# Excerpted records
[Begin]

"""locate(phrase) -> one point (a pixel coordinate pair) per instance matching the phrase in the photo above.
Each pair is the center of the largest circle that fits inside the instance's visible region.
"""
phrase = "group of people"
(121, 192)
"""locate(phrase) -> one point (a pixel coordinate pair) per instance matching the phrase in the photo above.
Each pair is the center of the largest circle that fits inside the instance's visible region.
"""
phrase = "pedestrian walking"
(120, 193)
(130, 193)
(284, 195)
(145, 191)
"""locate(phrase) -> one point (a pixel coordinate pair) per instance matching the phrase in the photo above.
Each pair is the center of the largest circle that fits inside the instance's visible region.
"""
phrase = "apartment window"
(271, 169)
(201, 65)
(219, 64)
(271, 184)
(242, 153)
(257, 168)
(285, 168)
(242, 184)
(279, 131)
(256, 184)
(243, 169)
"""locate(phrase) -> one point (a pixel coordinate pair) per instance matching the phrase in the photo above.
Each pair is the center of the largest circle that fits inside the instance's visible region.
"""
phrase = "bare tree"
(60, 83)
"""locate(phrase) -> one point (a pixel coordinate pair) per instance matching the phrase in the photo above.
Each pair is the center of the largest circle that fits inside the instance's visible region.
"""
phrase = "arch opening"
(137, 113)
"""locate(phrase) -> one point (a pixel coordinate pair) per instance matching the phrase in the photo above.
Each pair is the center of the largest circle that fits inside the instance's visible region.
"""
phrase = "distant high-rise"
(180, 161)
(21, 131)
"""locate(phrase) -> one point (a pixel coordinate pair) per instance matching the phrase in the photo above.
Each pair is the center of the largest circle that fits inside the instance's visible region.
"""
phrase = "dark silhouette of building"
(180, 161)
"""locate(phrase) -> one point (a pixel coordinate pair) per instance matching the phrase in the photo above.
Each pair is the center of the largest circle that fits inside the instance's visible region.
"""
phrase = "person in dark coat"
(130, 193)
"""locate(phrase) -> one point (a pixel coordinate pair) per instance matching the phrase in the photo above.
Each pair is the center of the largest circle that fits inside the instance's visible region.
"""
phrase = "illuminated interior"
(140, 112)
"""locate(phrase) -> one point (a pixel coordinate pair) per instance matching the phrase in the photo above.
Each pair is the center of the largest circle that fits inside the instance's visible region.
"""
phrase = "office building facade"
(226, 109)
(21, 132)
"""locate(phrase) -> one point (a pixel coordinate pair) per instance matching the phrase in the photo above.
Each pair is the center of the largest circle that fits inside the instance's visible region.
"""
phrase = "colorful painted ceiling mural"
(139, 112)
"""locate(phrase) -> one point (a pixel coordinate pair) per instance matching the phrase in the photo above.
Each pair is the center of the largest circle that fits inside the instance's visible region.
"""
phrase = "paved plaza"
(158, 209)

[End]

# Problem to solve
Retype the whole listing, matching it exactly.

# Exercise output
"""locate(phrase) -> one point (a pixel coordinate pair) per instance matching the phrase in the photo above.
Each pair is the center of the largest circle that fits inside the instance's visible region.
"""
phrase = "group of people"
(121, 192)
"""locate(phrase) -> one point (a pixel coordinate pair) per instance matching the phrase in the photo above.
Each pair is the center of the largest circle that fits inside the instance's visible region.
"""
phrase = "pedestrian walking"
(120, 193)
(130, 193)
(284, 195)
(145, 191)
"""locate(phrase) -> one point (a pixel coordinate pair) per instance matching the phrase in the photo above.
Each pair is the center of the largest circle that fits inside the instance's visible region.
"""
phrase = "apartment window"
(271, 169)
(201, 65)
(219, 64)
(271, 184)
(242, 153)
(257, 168)
(285, 168)
(242, 184)
(279, 131)
(256, 184)
(243, 169)
"""locate(phrase) -> one point (a pixel coordinate pair) per instance matching the phrase in the photo above.
Each pair is the center of the largest circle that fits inside the instance's visible region.
"""
phrase = "bare tree"
(60, 83)
"""locate(phrase) -> one point (a pixel coordinate pair) per instance matching the phrase in the photo above.
Each pair is the center of the largest circle that fits inside the instance's visible region.
"""
phrase = "arch opening"
(137, 113)
"""locate(phrase) -> one point (a pixel coordinate pair) per instance matching the phrase in the photo above.
Each pair is the center of the largest circle that fits inside the instance's visible region.
"""
phrase = "distant high-rise"
(180, 161)
(21, 131)
"""locate(phrase) -> one point (a pixel coordinate pair) per instance matching the phrase in the photo above.
Each pair is the center of the largest circle that fits inside the instance's visible region.
"""
phrase = "dark silhouette of building"
(180, 161)
"""locate(phrase) -> one point (a pixel coordinate pair) per instance matching the phrase in the photo above.
Each pair is the center of the largest circle that fits inside the instance's visible region.
"""
phrase = "person in dark coat"
(130, 193)
"""locate(phrase) -> one point (a pixel coordinate pair) per instance matching the phrase in the photo above.
Each pair is the center of the largest circle that fits inside the instance's visible region.
"""
phrase = "illuminated interior"
(140, 112)
"""locate(phrase) -> one point (a pixel coordinate pair) per instance matching the phrase in the photo above.
Each pair is the center of the largest circle that fits inside the instance's visible region.
"""
phrase = "office building facade"
(226, 109)
(21, 132)
"""locate(phrase) -> one point (a pixel coordinate pair) per instance matching the phrase in the photo above.
Each pair is the center of the largest circle that fits inside the instance's visible region.
"""
phrase = "colorful painted ceiling mural"
(139, 112)
"""locate(phrase) -> one point (a pixel coordinate pair) per instance matching the phrase in the photo above.
Each pair is the center of the largest circle that fits inside the instance's visible region.
"""
phrase = "paved plaza"
(158, 209)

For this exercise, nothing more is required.